> Records from a dataset:
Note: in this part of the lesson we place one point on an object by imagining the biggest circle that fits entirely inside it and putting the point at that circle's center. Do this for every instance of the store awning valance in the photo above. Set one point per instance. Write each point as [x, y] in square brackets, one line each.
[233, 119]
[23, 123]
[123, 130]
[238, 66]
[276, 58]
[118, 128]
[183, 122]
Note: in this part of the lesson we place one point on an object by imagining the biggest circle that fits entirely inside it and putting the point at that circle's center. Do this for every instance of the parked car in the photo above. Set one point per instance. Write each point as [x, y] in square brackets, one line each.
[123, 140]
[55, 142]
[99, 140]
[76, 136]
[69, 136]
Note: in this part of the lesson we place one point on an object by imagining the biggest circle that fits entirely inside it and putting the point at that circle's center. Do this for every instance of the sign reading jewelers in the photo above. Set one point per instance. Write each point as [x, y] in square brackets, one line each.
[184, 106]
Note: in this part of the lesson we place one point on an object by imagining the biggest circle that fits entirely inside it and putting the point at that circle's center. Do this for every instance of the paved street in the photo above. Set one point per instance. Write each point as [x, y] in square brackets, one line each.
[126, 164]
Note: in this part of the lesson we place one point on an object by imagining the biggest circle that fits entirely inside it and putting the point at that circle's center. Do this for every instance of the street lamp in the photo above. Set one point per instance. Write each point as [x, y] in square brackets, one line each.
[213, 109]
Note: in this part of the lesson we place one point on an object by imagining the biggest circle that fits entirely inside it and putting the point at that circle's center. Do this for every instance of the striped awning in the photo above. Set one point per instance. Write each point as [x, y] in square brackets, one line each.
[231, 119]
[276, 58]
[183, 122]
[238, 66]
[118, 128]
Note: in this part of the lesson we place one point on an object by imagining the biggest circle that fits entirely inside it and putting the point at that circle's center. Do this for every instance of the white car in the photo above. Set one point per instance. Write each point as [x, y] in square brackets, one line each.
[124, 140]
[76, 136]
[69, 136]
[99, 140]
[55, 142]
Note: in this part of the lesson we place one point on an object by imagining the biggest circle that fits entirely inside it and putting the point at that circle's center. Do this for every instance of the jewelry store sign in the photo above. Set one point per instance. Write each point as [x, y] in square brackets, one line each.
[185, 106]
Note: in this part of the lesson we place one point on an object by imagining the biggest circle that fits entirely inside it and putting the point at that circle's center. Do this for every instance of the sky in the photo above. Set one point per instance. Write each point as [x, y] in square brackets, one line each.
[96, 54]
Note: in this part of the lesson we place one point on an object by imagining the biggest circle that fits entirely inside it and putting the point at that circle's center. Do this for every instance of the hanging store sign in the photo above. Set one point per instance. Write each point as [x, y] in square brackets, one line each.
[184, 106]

> Required task: Render the entries from the line containing "of the white" through the last line of the entries as a Markdown table with the columns Number and Entry line. Omit blank lines.

> Answer to this problem:
| Number | Entry line |
|---|---|
| 1 | Note: in this part of the lesson we place one point on an object by imagining the biggest circle that fits entirely inside it and putting the point at that circle's center. Do this for every instance of the white car in the photo above. Set one point per instance. Write each point as [x, y] in square brackets, one line each. |
| 2 | [124, 140] |
| 3 | [76, 136] |
| 4 | [69, 136] |
| 5 | [99, 140] |
| 6 | [55, 142] |
| 7 | Note: in this part of the lesson we place one point on an object by imagining the biggest circle that fits entirely inside it and putting the point at that circle's center. Do this for every instance of the jewelry store sign in the photo above. Set one point per instance. Write each point as [x, y] in square brackets, one line each. |
| 8 | [185, 106] |
| 9 | Note: in this part of the lesson we place one point on an object by imagining the biggest circle that fits entirely inside it and putting the point at that circle's center. Do this for every instance of the sky in the photo above. Set one point per instance. Write each point as [x, y] in square brackets, one line each. |
| 10 | [96, 54] |
| 11 | Note: in this part of the lesson we place one point on an object by imagining the biggest circle that fits entirely inside it and putting the point at that circle's center. Do this for every instance of the hanging store sign in the photo above. Set one point per instance. Write each point as [x, y] in square brackets, one line each. |
| 12 | [184, 106] |